§ EXCERPT TO READ:
· · · ·
Neanderthals have a reputation for being dumb brutes. While modern humans (Homo sapiens) were painting cave murals, sculpting tiny figurines and crafting beaded jewelry some 30,000 to 50,000 years ago, Neanderthals weren’t making any art. At least, that’s the way it appears in the archaeological record. Now, a new study of bird fossils suggests our cousins were indeed capable of expressing themselves symbolically—using feathers as personal adornments.
In the last few years, researchers have reported a few archaeological sites with evidence that Neanderthals removed feathers and claws from birds such as raptors, presumably for ornamental purposes. Clive Finlayson of the Gibraltar Museum and his colleagues wanted to see how widespread this behavior was among Neanderthals. They published their findings last week in PLOS One.
To address the question, the team looked at Neanderthals’ association with fossils of raptors (including vultures and eagles) and corvids (including ravens and magpies). They focused on these birds because modern people generally don’t consume them and therefore Neanderthals probably didn’t either. Thus, finding these types of birds at an archaeological site helps exclude the possibility that our cousins were eating them. In searching almost 1,700 sites across Europe and Asia that contain bird fossils, the team noted that species with dark plumage were more common at Neanderthal sites than would be expected by chance alone. So, it seems Neanderthals across their geographic range liked black birds.
Next, the researchers looked at three cave sites on Gibraltar to examine more closely what Neanderthals might have been doing with these birds. The caves date from 57,000 to 28,000 years ago, before modern humans entered the region. The team found 604 avian skeletal pieces, representing at least 124 individual birds. With less than 3 percent of the bones containing the tooth marks of rodents or carnivores, Neanderthals are the likely reason the birds were brought into the caves.
More than half of the bones were wing bones. There’s no reason to expect wing bones to be disproportionately preserved in the fossil record, so this is another sign that Neanderthals were mainly interested in feathers, the researchers say. Furthermore, most of the bones with stone-tool markings are the wing bones. If Neanderthals were butchering the animals for meat, you’d expect to find the most markings on bones connected to fleshy areas, such as the breast bone.
· · · ·
Saved data entries
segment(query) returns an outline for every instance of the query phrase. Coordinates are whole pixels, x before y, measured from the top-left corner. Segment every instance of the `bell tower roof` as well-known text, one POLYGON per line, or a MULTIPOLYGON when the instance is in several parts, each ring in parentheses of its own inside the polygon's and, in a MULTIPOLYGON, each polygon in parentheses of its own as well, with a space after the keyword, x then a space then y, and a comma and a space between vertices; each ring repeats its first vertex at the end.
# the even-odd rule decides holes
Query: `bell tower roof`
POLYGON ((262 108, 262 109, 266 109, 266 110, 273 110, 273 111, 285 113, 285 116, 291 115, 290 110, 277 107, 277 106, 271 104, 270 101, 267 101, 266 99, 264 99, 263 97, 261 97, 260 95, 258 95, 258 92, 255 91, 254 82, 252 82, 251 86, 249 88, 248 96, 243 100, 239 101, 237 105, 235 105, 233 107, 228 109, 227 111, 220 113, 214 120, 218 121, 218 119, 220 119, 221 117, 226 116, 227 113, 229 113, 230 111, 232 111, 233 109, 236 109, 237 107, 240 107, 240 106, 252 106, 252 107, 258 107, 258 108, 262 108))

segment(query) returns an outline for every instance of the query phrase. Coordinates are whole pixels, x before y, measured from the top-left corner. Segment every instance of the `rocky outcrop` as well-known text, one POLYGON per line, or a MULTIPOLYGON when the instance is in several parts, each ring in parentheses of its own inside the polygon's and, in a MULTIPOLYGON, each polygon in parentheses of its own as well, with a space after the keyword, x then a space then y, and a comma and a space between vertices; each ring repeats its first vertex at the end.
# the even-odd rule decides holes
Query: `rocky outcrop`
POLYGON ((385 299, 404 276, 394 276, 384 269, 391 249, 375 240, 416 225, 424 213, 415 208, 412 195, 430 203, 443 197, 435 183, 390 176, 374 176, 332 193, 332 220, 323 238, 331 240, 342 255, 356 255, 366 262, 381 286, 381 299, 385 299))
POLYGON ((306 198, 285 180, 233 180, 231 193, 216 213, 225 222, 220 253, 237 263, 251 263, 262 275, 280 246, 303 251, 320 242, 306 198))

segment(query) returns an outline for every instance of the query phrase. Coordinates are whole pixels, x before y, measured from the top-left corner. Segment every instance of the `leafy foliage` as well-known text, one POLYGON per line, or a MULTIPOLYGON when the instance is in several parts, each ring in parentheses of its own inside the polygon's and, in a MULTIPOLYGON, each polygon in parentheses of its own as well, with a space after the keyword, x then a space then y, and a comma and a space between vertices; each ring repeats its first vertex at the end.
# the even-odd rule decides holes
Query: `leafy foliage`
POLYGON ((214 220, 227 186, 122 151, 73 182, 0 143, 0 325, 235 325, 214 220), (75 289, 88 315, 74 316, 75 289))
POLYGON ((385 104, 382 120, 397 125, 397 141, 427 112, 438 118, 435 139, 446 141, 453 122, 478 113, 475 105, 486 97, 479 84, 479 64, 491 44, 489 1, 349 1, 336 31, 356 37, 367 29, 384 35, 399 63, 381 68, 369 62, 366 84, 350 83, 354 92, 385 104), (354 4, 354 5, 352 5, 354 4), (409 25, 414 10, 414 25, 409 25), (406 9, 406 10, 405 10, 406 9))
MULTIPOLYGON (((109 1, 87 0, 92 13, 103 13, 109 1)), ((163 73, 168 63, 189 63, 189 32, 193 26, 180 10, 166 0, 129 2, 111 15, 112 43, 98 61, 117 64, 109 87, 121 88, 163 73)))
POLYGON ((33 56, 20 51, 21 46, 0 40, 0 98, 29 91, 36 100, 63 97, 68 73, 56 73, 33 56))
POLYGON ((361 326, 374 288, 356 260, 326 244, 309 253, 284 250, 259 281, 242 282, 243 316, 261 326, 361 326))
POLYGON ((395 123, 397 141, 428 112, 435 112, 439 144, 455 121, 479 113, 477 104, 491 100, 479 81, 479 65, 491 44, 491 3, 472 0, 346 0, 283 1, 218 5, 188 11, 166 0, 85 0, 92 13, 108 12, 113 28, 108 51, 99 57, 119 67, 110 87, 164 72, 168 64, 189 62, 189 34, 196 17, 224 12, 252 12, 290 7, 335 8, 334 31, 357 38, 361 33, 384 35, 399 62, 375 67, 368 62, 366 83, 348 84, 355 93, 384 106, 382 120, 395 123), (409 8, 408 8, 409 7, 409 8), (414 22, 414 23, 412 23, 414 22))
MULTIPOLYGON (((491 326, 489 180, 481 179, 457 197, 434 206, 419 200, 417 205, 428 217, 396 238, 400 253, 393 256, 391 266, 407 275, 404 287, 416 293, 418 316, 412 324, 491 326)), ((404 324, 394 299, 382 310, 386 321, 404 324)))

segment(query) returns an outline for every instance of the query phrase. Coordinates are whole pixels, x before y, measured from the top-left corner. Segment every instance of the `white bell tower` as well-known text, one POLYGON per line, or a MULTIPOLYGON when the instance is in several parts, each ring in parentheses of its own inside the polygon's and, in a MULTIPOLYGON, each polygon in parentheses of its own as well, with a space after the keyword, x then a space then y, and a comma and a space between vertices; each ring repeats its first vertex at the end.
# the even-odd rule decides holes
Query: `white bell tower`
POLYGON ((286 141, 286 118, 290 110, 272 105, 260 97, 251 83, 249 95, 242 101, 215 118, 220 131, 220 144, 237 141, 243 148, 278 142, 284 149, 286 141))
· · · ·
§ COMPLETE THE FOLLOWING:
1. Output the passage of the Neanderthal feathers article that opens with the words containing "Neanderthals have a" and closes with "in PLOS One.".
2. Can you turn the paragraph of the Neanderthal feathers article beginning "Next, the researchers looked at three cave sites" into a short list that keeps its main facts?
3. According to the Neanderthal feathers article, why did the team focus on raptors and corvids? Answer in one to three sentences.
You won't need these lines.

§ EXERCISE SOLUTIONS:
1.
Neanderthals have a reputation for being dumb brutes. While modern humans (Homo sapiens) were painting cave murals, sculpting tiny figurines and crafting beaded jewelry some 30,000 to 50,000 years ago, Neanderthals weren’t making any art. At least, that’s the way it appears in the archaeological record. Now, a new study of bird fossils suggests our cousins were indeed capable of expressing themselves symbolically—using feathers as personal adornments.
In the last few years, researchers have reported a few archaeological sites with evidence that Neanderthals removed feathers and claws from birds such as raptors, presumably for ornamental purposes. Clive Finlayson of the Gibraltar Museum and his colleagues wanted to see how widespread this behavior was among Neanderthals. They published their findings last week in PLOS One.

2.
- The researchers examined three cave sites on Gibraltar to see what Neanderthals might have done with the birds.
- The caves date from 57,000 to 28,000 years ago, before modern humans entered the region.
- The team found 604 bird skeletal pieces from at least 124 individual birds.
- Fewer than 3 percent of the bones carry rodent or carnivore tooth marks, so Neanderthals are the likely reason the birds were in the caves.

3. Modern people generally don't eat these birds, so Neanderthals probably didn't either. Finding them at an archaeological site therefore helps rule out the possibility that Neanderthals were eating them.